A cultural haunting, according to coiner of the term Kathleen Brogan, is a new genre of ghost story, focusing on the haunting of a group and driven by a collective unconscious. No more are the thrilling fireside tales of yore; instead the reader experiences a rediscovering of identity and a hallucinatory haunting of the self. Toni Morrison has written about a concept she calls “rememory”, where an object or person may be gone but lives on in the thoughts and memories of those close to it. No longer is “I think, therefore I am” relevant. Instead, it should be written “I remember, therefore it is.” Such is a cultural haunting.

Regret can be a cultural haunting, particularly in how it pertains to Americans and the much-vaunted “American Dream”. Jacques Lacan, a French psychologist, pioneered a psychoanalytic theory known as the mirror stage. In the mirror stage children,  recognizing themselves for the first time in the mirror, create an idealized version of the self that they will never be able to achieve. And so, automatically, from six months onwards, humans are failures, at least in comparison to their “perfect selves”. This wouldn’t be a problem in many other cultures, where accomplishing all of one’s dreams is not seen as feasible or necessary. But, in America, a nation whose citizens not only desire but expect justice, equality, and social mobility, the mirror stage has created a perfect storm of dissatisfaction. Even in the richest nation in the world, people are unable to achieve all they aspire to, and it’s a difficult pill to swallow. Regret festers.

^^^^

*Request 1*: Gather every line in the records below that contains the string "wooden", treating uppercase and lowercase letters as different.

^^^^

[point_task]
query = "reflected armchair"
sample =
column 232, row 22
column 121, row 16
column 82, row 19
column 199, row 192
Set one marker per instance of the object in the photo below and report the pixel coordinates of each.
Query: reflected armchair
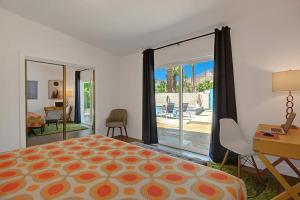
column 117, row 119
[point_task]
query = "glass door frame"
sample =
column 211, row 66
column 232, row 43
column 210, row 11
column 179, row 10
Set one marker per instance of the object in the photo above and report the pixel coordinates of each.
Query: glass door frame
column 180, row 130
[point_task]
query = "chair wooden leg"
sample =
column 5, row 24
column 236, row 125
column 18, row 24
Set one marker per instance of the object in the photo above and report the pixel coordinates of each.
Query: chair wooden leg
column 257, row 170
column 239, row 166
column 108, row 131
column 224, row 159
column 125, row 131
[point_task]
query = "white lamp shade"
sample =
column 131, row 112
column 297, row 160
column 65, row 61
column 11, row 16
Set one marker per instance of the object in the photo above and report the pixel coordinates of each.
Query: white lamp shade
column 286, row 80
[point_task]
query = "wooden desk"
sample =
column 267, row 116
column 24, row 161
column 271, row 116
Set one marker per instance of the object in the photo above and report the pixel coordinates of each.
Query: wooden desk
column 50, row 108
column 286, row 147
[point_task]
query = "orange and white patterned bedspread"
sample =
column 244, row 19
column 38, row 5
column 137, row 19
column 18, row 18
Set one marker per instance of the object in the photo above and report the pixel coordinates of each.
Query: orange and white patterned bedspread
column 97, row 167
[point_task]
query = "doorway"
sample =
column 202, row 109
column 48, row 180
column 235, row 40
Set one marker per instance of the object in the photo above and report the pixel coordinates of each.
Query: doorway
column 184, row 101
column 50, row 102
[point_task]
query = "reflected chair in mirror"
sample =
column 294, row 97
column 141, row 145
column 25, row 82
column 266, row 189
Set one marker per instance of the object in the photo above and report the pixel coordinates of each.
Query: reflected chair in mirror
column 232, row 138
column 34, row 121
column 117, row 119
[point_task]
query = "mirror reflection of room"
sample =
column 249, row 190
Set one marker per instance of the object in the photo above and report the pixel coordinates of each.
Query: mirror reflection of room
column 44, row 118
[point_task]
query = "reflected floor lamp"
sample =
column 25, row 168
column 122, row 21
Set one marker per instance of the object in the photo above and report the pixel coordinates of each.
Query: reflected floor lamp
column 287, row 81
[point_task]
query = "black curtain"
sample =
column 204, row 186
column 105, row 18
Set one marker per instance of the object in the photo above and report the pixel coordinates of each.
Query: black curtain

^^^^

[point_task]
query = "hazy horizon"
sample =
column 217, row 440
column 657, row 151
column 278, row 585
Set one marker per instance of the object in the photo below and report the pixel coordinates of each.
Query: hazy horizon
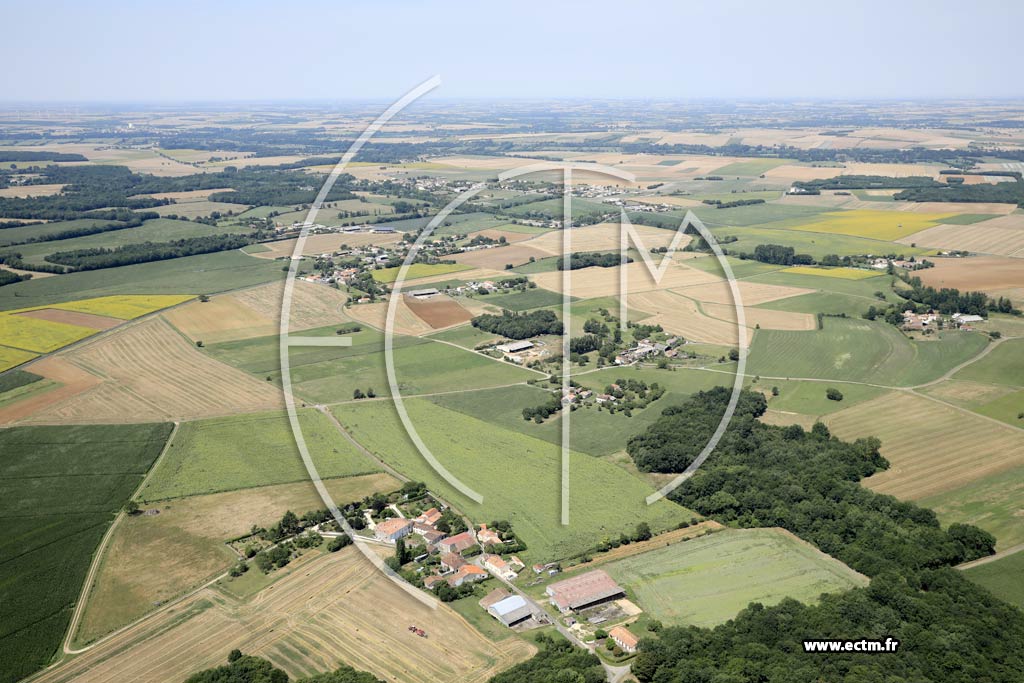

^^^^

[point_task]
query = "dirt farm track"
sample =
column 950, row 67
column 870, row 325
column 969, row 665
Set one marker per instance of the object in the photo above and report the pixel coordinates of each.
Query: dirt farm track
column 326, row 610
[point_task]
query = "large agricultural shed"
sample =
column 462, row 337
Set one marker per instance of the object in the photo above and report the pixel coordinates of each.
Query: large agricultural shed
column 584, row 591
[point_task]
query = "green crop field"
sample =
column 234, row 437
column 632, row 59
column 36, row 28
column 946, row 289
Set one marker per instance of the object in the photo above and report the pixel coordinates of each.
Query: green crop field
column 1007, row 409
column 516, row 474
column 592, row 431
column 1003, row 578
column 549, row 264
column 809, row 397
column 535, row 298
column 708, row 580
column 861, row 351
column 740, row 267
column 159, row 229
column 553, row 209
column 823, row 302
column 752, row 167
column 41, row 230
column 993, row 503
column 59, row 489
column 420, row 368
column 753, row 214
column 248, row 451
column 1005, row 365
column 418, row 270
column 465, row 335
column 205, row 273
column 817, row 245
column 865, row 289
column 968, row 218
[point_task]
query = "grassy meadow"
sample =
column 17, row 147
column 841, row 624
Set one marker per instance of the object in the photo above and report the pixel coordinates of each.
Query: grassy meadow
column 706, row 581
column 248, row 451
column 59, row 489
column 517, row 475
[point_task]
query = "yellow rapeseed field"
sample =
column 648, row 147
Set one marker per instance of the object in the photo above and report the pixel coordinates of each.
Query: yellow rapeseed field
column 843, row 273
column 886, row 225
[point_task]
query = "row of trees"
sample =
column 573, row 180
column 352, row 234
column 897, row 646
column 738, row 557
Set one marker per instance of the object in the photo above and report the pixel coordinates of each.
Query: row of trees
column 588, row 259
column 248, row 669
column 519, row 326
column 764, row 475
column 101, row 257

^^^^

*Request 2*:
Answer these questions from the essay on cultural haunting:
(a) Who coined the term "cultural haunting"?
(b) What is the name of the concept Toni Morrison has written about?
(c) From what age onward does the essay say humans are failures compared with their "perfect selves"?

*Correct output 1*:
query = "chair wooden leg"
Query: chair wooden leg
query = "wooden desk"
Query: wooden desk

*Correct output 2*:
(a) Kathleen Brogan
(b) "Rememory"
(c) From six months onward